*WHAT TO DO*:
Emit all the data exactly as provided.
:: RECORDS FOR THE EXERCISE
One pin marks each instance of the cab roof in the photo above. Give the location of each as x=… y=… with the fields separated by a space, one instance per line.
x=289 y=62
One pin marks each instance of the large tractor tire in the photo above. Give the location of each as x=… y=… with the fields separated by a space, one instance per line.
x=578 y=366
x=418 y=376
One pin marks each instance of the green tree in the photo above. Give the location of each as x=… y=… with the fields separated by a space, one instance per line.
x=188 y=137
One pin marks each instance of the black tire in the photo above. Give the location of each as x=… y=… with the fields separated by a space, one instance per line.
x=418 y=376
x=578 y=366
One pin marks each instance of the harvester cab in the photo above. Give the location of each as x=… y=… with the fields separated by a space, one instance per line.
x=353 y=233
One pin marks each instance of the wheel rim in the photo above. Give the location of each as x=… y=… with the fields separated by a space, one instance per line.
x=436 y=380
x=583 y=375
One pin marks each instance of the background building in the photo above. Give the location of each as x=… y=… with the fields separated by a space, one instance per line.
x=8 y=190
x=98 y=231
::::
*OUTPUT OF THE EXERCISE*:
One pin marks each instance of the cab roof in the photo above. Give the location of each as x=… y=… with the fields separated by a space, one instance per line.
x=289 y=62
One pin marks each instance of the large tractor tire in the photo above. Give the location of each as x=… y=… with the fields separated by a space, one instance per line.
x=578 y=366
x=418 y=376
One pin marks each instance of the green tree in the photo above. Give the location of each as x=… y=… with the fields separated by a space, one instance per line.
x=188 y=137
One pin marks each instance of the black tire in the photo above. Give the location of each as x=… y=… with the fields separated by a space, one instance per line.
x=418 y=376
x=578 y=366
One pin marks each instance of the harvester cab in the photo above. Give the location of each as x=… y=… with the fields separated by a space, one instance per line.
x=353 y=233
One pin marks each instance of the wheel rim in the photo above. Give the location of each as x=… y=… with the fields separated by a space, one instance per line.
x=436 y=380
x=583 y=375
One pin marks each instance of the background building in the photo above. Give the location of each as x=… y=… with the fields separated by a space, one instance per line.
x=8 y=190
x=98 y=231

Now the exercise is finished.